** Start of RECORDS SHOWN **

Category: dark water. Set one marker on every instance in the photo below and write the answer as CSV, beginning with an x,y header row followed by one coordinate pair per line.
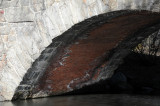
x,y
90,100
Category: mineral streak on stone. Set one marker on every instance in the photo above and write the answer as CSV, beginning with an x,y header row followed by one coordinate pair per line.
x,y
90,53
27,27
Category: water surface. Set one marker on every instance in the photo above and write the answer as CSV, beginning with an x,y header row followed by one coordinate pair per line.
x,y
90,100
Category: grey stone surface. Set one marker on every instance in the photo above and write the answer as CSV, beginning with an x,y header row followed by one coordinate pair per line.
x,y
28,26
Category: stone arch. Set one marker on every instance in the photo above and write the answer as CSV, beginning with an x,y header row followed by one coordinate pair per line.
x,y
58,68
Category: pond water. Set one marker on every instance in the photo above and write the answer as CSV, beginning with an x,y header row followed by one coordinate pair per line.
x,y
90,100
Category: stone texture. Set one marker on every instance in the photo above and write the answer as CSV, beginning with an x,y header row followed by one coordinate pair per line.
x,y
29,26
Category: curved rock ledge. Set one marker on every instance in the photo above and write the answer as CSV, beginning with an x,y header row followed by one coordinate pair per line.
x,y
87,53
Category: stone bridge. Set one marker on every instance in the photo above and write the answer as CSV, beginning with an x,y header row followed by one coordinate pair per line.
x,y
51,47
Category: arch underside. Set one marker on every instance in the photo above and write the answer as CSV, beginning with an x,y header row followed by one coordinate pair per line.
x,y
88,52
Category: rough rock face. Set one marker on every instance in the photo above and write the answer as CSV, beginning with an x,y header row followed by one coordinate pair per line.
x,y
28,26
87,53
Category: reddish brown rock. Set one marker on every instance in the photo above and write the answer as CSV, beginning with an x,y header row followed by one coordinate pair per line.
x,y
82,59
76,63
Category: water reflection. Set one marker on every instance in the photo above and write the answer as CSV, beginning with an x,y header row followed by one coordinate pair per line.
x,y
90,100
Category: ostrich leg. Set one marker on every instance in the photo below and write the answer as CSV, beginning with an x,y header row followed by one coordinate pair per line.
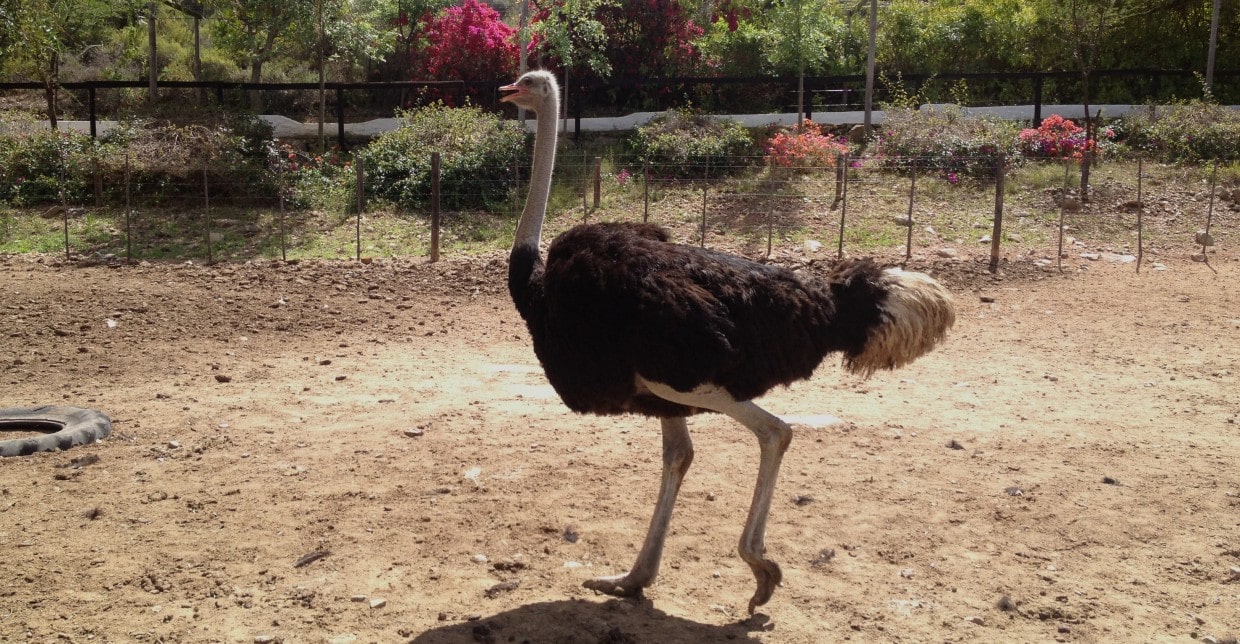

** End of RECORDS SHOWN **

List each line of the records in which the string "stone" appears.

Category: mineral streak on stone. Set one marker on every instance in the photo above and write the answer as CSV, beginning with an x,y header row followed by one coordinate pair per line.
Category: grey stone surface. Set one marker on every instance in the photo above and write the answer as CSV, beginning with an x,y header row followed by one coordinate pair per line.
Category: stone arch. Set one marker on every instance in the photo above and write the answer as CSV, beginning with an x,y header row followed by one coordinate pair per line.
Category: stone texture. Set one marker on every instance in the photo above and write the answer as CSV, beginning with an x,y header row followed by one coordinate pair per line.
Category: stone bridge. Set one marker on every instance in the photo above and write the answer as CSV, beginning with an x,y header row followed by one coordinate pair per line.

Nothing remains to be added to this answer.